• **TASK INSTRUCTIONS**:
Copy all of the material below line for line, changing nothing.

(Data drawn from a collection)
>> START

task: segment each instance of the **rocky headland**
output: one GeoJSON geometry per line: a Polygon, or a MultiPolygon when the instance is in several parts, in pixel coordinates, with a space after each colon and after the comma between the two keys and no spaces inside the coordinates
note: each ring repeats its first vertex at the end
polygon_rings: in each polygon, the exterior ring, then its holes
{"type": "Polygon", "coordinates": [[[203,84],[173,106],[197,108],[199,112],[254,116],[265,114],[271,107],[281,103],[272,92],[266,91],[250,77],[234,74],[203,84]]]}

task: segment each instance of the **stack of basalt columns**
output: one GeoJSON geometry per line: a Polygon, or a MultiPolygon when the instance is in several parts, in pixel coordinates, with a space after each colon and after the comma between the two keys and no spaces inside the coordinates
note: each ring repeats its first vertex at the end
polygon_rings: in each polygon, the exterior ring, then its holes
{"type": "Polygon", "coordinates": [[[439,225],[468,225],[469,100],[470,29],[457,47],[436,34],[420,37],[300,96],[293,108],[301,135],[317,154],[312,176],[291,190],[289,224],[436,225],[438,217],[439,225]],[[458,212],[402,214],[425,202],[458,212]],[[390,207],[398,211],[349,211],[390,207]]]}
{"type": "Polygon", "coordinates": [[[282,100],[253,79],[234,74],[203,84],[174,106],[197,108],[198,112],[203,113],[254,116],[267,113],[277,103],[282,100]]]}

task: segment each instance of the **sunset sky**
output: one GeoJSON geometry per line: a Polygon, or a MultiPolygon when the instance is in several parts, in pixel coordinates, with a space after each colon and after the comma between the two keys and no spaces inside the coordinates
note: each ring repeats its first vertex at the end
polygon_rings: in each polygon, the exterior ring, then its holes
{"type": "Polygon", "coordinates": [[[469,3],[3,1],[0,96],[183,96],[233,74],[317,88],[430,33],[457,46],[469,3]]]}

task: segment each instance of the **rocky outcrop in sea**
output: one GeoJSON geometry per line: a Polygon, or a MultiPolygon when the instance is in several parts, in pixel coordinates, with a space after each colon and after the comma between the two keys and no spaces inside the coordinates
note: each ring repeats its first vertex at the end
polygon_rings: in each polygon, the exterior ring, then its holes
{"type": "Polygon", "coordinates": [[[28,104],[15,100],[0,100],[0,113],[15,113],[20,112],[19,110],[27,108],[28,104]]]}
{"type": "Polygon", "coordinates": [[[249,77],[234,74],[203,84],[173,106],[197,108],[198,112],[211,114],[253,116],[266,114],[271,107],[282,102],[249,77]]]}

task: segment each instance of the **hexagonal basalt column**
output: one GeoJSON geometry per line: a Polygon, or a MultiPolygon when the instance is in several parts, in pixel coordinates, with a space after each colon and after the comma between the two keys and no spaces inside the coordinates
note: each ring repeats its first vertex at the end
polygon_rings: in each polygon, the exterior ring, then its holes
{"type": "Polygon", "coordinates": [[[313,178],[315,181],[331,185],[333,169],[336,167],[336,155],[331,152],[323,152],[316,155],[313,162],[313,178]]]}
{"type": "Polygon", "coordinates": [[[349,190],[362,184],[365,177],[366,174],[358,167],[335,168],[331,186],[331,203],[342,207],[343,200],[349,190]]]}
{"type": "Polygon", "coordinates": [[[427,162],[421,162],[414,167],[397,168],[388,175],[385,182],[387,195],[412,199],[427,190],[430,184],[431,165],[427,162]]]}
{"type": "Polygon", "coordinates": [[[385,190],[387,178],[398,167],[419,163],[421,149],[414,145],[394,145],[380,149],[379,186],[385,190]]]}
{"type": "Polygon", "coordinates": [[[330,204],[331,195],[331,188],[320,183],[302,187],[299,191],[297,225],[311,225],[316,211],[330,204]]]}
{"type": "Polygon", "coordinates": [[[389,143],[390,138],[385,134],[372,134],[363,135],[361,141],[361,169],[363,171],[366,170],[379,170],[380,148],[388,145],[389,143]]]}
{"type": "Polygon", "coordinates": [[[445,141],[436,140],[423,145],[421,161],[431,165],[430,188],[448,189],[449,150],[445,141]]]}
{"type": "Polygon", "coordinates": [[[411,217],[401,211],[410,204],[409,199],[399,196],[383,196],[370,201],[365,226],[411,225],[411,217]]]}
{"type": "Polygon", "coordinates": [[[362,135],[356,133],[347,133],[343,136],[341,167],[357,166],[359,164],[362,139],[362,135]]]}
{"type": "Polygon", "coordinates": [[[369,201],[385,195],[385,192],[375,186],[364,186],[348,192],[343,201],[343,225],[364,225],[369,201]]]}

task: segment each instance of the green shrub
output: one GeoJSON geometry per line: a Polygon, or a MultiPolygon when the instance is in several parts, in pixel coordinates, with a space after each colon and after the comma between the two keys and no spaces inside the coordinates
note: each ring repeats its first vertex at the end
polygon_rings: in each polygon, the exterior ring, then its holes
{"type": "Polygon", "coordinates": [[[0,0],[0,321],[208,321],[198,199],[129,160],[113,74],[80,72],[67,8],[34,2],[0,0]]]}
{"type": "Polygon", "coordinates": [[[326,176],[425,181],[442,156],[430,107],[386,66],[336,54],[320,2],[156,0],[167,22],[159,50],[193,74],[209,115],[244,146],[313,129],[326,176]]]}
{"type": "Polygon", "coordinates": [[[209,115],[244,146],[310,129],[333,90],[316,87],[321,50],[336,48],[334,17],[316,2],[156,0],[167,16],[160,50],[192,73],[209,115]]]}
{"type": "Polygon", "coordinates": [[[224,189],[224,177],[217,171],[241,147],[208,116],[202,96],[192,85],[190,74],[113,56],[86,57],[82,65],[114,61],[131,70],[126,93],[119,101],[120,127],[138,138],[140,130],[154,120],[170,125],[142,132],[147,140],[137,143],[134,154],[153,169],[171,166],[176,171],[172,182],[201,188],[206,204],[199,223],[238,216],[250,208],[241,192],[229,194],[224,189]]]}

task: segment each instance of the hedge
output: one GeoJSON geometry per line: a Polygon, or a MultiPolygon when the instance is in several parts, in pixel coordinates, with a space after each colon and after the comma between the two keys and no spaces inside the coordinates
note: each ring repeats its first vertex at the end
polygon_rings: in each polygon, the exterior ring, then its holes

>> END

• **SOLUTION FOR THIS EXERCISE**:
task: segment each instance of the **rocky headland**
output: one GeoJSON geometry per line: a Polygon, or a MultiPolygon when the instance is in several parts, in pixel coordinates, with a space after each colon and after the comma between the two keys and no spaces inside the coordinates
note: each ring repeats its first vertex at the end
polygon_rings: in each polygon, the exterior ring, then its holes
{"type": "Polygon", "coordinates": [[[203,84],[173,106],[197,108],[199,112],[254,116],[265,114],[271,107],[281,103],[272,92],[266,91],[250,77],[234,74],[203,84]]]}

task: segment each instance of the **stack of basalt columns**
output: one GeoJSON geometry per line: a Polygon, or a MultiPolygon when the instance is in several parts, in pixel coordinates, with a space after each colon and after the comma between the two keys and no spaces inside the coordinates
note: each ring repeats its first vertex at the end
polygon_rings: in each polygon, the exterior ring, then its holes
{"type": "Polygon", "coordinates": [[[439,225],[468,225],[469,100],[470,29],[457,47],[436,34],[420,37],[300,96],[293,108],[301,135],[317,154],[312,176],[291,190],[289,224],[436,225],[438,217],[439,225]],[[458,212],[402,214],[425,202],[458,212]],[[390,207],[398,211],[349,211],[390,207]]]}
{"type": "Polygon", "coordinates": [[[282,100],[253,79],[234,74],[203,84],[174,106],[197,108],[198,112],[203,113],[254,116],[267,113],[277,103],[282,100]]]}

task: segment each instance of the **sunset sky**
output: one GeoJSON geometry per line: a Polygon, or a MultiPolygon when the instance is in several parts, in pixel coordinates, with a space after each colon and after the comma between the two keys and no spaces inside the coordinates
note: each ring repeats its first vertex at the end
polygon_rings: in each polygon, the exterior ring, then its holes
{"type": "Polygon", "coordinates": [[[469,3],[3,1],[0,96],[183,96],[233,74],[317,88],[430,33],[457,46],[469,3]]]}

task: segment each instance of the **rocky outcrop in sea**
output: one GeoJSON geometry per line: a Polygon, or a MultiPolygon when the instance is in several parts, in pixel coordinates, with a space after each colon and after the comma between the two keys and no spaces inside the coordinates
note: each ring repeats its first vertex at the end
polygon_rings: in each polygon, the exterior ring, then its holes
{"type": "Polygon", "coordinates": [[[28,104],[15,100],[0,100],[0,113],[15,113],[20,112],[19,110],[27,108],[28,104]]]}
{"type": "Polygon", "coordinates": [[[249,77],[234,74],[203,84],[173,106],[197,108],[198,112],[211,114],[253,116],[266,114],[271,107],[282,102],[249,77]]]}

task: segment each instance of the **hexagonal basalt column**
output: one GeoJSON geometry per line: a Polygon, or a MultiPolygon when the instance is in several parts, in pixel coordinates, with a space after each colon and after the comma between the two keys and no spaces inside the coordinates
note: each ring repeats its first vertex at the end
polygon_rings: in each polygon, the exterior ring, then its holes
{"type": "Polygon", "coordinates": [[[313,178],[315,181],[331,185],[333,169],[336,167],[336,155],[331,152],[323,152],[316,155],[313,162],[313,178]]]}
{"type": "Polygon", "coordinates": [[[349,190],[362,184],[365,177],[366,174],[358,167],[335,168],[331,186],[331,203],[342,207],[343,200],[349,190]]]}
{"type": "Polygon", "coordinates": [[[427,162],[421,162],[414,167],[397,168],[388,175],[385,182],[387,195],[412,199],[427,190],[430,184],[431,165],[427,162]]]}
{"type": "Polygon", "coordinates": [[[385,190],[387,178],[398,167],[419,163],[421,149],[414,145],[394,145],[380,149],[379,186],[385,190]]]}
{"type": "Polygon", "coordinates": [[[330,204],[331,195],[331,188],[320,183],[302,187],[299,191],[297,225],[311,225],[316,211],[330,204]]]}
{"type": "Polygon", "coordinates": [[[389,143],[390,138],[385,134],[372,134],[363,135],[361,141],[361,169],[363,171],[366,170],[379,170],[380,148],[388,145],[389,143]]]}
{"type": "Polygon", "coordinates": [[[445,141],[436,140],[423,145],[421,161],[431,165],[430,188],[448,189],[449,150],[445,141]]]}
{"type": "Polygon", "coordinates": [[[411,217],[401,211],[410,204],[409,199],[399,196],[383,196],[370,201],[365,226],[411,225],[411,217]]]}
{"type": "Polygon", "coordinates": [[[362,135],[356,133],[347,133],[343,136],[341,167],[357,166],[359,164],[362,139],[362,135]]]}
{"type": "Polygon", "coordinates": [[[369,201],[385,195],[385,192],[375,186],[364,186],[348,192],[343,201],[343,225],[364,225],[369,201]]]}

task: segment each instance of the green shrub
output: one GeoJSON geometry per line: a Polygon, or a MultiPolygon when the instance is in several parts, in pixel coordinates, with a space after each colon and after the comma between the two keys and no spaces inside the coordinates
note: each ring repeats its first vertex at the end
polygon_rings: in each polygon, the exterior ring, then its holes
{"type": "Polygon", "coordinates": [[[0,0],[0,321],[208,321],[198,199],[129,160],[113,74],[80,72],[67,8],[34,2],[0,0]]]}
{"type": "Polygon", "coordinates": [[[326,176],[425,181],[442,156],[430,107],[386,66],[336,54],[320,2],[156,0],[167,22],[159,50],[193,74],[209,115],[244,146],[313,129],[326,176]]]}
{"type": "Polygon", "coordinates": [[[209,115],[244,146],[310,129],[333,90],[316,87],[321,50],[336,48],[334,17],[316,2],[156,0],[167,16],[160,50],[192,73],[209,115]]]}
{"type": "Polygon", "coordinates": [[[224,189],[224,177],[217,171],[241,147],[208,116],[202,96],[192,85],[190,74],[113,56],[86,57],[82,65],[114,61],[131,70],[126,93],[119,101],[120,127],[138,138],[140,130],[154,120],[170,125],[142,132],[147,140],[137,143],[134,154],[153,169],[171,166],[176,171],[172,182],[201,188],[206,204],[199,223],[238,216],[250,208],[241,192],[229,194],[224,189]]]}

task: segment each instance of the hedge
output: one GeoJSON geometry per line: a Polygon, or a MultiPolygon when the instance is in several parts, in pixel coordinates, with a space after each colon and after the comma between the two keys and no spaces inside the coordinates
note: each ring repeats its first vertex at the end
polygon_rings: in each polygon, the exterior ring, then its holes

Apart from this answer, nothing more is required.